Robert Lowell, Jacques Chessex, Ryūnosuke Akutagawa, Sabina Lorenz, Richard Wilbur, Ralph Ellison

De Amerikaanse dichter Robert Traill Spence Lowell werd geboren op 1 maart 1917 in Boston. Zie ook alle tags voor Robert Lowell op dit blog.

 

Homecoming

What was is … since 1930;
the boys in my old gang
are senior partners. They start up
bald like baby birds
to embrace retirement.

At the altar of surrender,
I met you
in the hour of credulity.
How your misfortune came out clearly
to us at twenty.

At the gingerbread casino,
how innocent the nights we made it
on our Vesuvio martinis
with no vermouth but vodka
to sweeten the dry gin–

the lash across my face
that night we adored . . .
soon every night and all,
when your sweet, amorous
repetition changed.

 

“To Speak of Woe That Is in Marriage”

“The hot night makes us keep our bedroom windows open.
Our magnolia blossoms.Life begins to happen.
My hopped up husband drops his home disputes,
and hits the streets to cruise for prostitutes,
free-lancing out along the razor’s edge.
This screwball might kill his wife, then take the pledge.
Oh the monotonous meanness of his lust. . .
It’s the injustice . . . he is so unjust–
whiskey-blind, swaggering home at five.
My only thought is how to keep alive.
What makes him tick?Each night now I tie
ten dollars and his car key to my thigh. . . .
Gored by the climacteric of his want,
he stalls above me like an elephant.”

 

 
Robert Lowell (1 maart 1917 – 12 September 1977)

## Aangeleverd materiaal

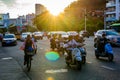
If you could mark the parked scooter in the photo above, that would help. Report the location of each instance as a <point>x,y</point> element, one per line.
<point>108,52</point>
<point>76,56</point>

## Takenlijst
A - Op welke datum en in welke stad werd de dichter uit het aangeleverde fragment geboren?
B - Neem uit het aangeleverde fragment woordelijk over wat begint met "At the altar" en doorloopt tot en met "adored . . .".

## Antwoorden
A - Op 1 maart 1917 in Boston.

B -
At the altar of surrender,
I met you
in the hour of credulity.
How your misfortune came out clearly
to us at twenty.

At the gingerbread casino,
how innocent the nights we made it
on our Vesuvio martinis
with no vermouth but vodka
to sweeten the dry gin–

the lash across my face
that night we adored . . .